• _Work instructions_: Retype the entries word for word, leaving nothing out.

Extracted records
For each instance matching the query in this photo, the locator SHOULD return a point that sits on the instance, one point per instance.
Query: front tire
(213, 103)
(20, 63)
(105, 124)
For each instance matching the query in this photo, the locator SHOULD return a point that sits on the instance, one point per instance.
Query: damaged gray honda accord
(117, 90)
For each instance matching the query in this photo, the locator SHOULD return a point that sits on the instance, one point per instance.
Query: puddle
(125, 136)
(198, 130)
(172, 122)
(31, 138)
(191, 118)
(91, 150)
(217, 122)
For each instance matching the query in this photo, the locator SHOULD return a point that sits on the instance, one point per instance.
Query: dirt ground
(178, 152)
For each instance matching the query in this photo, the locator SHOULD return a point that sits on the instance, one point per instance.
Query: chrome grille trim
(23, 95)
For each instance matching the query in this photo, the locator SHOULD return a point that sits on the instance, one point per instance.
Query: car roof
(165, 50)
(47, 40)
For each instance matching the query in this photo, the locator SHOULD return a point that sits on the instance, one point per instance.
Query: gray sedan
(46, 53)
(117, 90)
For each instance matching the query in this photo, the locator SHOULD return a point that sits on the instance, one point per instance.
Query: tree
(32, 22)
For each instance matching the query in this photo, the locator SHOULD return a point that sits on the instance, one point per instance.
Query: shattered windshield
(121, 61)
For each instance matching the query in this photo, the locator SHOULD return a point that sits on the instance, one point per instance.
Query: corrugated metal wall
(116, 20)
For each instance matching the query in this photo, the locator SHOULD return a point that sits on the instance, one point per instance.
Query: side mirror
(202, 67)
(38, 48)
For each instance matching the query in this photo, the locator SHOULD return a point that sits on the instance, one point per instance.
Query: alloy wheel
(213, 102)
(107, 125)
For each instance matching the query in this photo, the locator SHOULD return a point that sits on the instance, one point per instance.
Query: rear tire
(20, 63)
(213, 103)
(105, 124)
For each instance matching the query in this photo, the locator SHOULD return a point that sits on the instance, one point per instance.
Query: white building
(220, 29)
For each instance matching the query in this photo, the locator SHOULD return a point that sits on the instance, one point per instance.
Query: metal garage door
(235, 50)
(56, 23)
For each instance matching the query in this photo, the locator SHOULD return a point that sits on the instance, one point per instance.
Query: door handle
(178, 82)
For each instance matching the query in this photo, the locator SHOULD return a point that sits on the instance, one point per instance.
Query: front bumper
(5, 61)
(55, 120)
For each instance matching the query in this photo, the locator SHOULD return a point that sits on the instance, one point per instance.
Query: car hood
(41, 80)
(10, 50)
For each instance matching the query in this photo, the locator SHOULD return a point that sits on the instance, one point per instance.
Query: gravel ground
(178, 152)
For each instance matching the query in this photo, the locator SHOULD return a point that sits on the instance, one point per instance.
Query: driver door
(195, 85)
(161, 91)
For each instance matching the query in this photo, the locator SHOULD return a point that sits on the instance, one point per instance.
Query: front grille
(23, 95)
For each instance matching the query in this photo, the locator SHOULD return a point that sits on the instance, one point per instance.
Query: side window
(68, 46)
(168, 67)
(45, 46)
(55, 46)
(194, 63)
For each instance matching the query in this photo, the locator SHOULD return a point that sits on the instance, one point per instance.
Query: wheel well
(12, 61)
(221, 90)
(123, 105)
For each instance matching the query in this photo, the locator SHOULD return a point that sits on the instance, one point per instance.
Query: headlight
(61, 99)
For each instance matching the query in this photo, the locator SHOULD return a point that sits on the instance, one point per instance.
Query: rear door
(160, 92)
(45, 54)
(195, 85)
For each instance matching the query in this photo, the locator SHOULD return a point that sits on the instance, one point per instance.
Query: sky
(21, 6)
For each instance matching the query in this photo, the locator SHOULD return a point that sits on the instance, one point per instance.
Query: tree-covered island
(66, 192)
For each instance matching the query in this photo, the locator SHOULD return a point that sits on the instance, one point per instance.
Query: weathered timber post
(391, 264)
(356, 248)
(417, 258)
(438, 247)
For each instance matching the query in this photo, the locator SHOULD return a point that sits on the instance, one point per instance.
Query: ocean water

• _Task output_:
For each instance matching the query in this photo, the locator SHOULD return a point that sits on the instance, one point per instance.
Query: front tire
(213, 103)
(20, 63)
(105, 124)
For each instance matching the query in this photo, the locator SHOULD return a point that sits on the instance, one point per instance.
Query: damaged gray honda accord
(117, 90)
For each instance matching the query in this photo, the locator SHOULD return a point that sits on the instance, one point per instance.
Query: puddle
(125, 136)
(198, 130)
(172, 122)
(31, 138)
(191, 118)
(91, 150)
(217, 122)
For each instance matching the query in this photo, the locator SHOULD return a point that sits on the instance, one point per instance.
Query: dirt ground
(178, 152)
For each instance matching the query in this photo, the locator SHOULD return a point that sits on the instance, one point per instance.
Query: chrome grille trim
(23, 95)
For each instance matching the query in this photo, the locator SHOULD return a point that sits on the instance, one point per instance.
Query: car roof
(165, 50)
(47, 40)
For each instance matching the query in this photo, the locator SHOULD return a point that sits on the instance, one point per instance.
Query: gray sedan
(46, 53)
(117, 90)
For each instance matching the query in this photo, the locator SHOULD return a point that sits on the instance, one point per instance.
Query: tree
(32, 22)
For each instance matching the query in this photo, the locator SHOULD return a point that sits on the instance, one point per instance.
Query: shattered windshield
(121, 61)
For each instance matching the query in this photo, the locator SHOULD return a point that sits on the instance, one point per instance.
Query: corrugated metal wall
(116, 20)
For each instance matching the query in this photo, the locator SHOULD return a point that sits on the instance, one point per instance.
Query: side mirror
(202, 67)
(38, 48)
For each instance matching the query in this photo, the locator SHOULD return a point that sits on the instance, one point per instance.
Query: alloy wheel
(213, 102)
(107, 125)
For each instance matching the query in this photo, the locator SHOULD return a point that sits on the instance, one point per instance.
Query: rear tire
(20, 63)
(213, 103)
(105, 124)
For each instance matching the query in this photo, the locator SHOULD return a point that sits on the instance, one point per instance.
Query: white building
(220, 29)
For each instance matching the query in this photo, the locator SHOULD return a point that sits on the instance, one point per instance.
Query: metal garage door
(235, 50)
(56, 23)
For each instance matching the query in this photo, the locator SHOULD return a point that sits on the instance, one point per instance.
Query: door handle
(178, 82)
For each instance matching the query in this photo, the locator SHOULD return a point that sits on the instance, one point per instance.
Query: front bumper
(5, 61)
(55, 120)
For each instance matching the query in this photo, the locator SHOULD return a point that sits on the instance, one point per instance.
Query: car hood
(41, 80)
(10, 50)
For each instance matching the query in this photo, the locator SHOULD return a point that sits on the instance, one point per instance.
Query: gravel ground
(178, 152)
For each instance matching the query in this photo, the locator SHOULD return a point that sits on the instance, one point per instance.
Query: driver door
(195, 85)
(161, 91)
For each instance matching the query in this photo, the locator SHOULD return a point that sits on the instance, one point per instance.
Query: front grille
(23, 95)
For each instance matching the query in this photo, the locator SHOULD return a point that sits on the instance, one point per instance.
Query: side window
(68, 46)
(168, 67)
(45, 46)
(55, 46)
(194, 63)
For each instance matching the query in this photo, the locator SHOULD return a point that sits on the instance, one point per instance.
Query: wheel well
(12, 61)
(221, 90)
(123, 105)
For each instance matching the query in this photo, the locator SHOULD return a point that sits on the instance, one point per instance.
Query: headlight
(61, 99)
For each instance matching the query in this photo, the locator SHOULD return a point that sits on the instance, one point per instance.
Query: rear door
(160, 92)
(45, 54)
(195, 85)
For each instance matching the query in this photo, the locator SHOULD return a point that sits on the instance, one point per instance.
Query: sky
(21, 6)
For each instance matching the query in this photo, the locator SHOULD return a point that sits on the instance, one point per instance.
Query: tree-covered island
(66, 192)
For each instance matching the query in this photo, the locator SHOULD return a point that sits on the instance, one point per instance.
Query: weathered timber post
(391, 264)
(356, 248)
(417, 258)
(438, 247)
For each instance matching the query in this photo, the locator SHOULD return a point that sits on the instance, one point per instance.
Query: ocean water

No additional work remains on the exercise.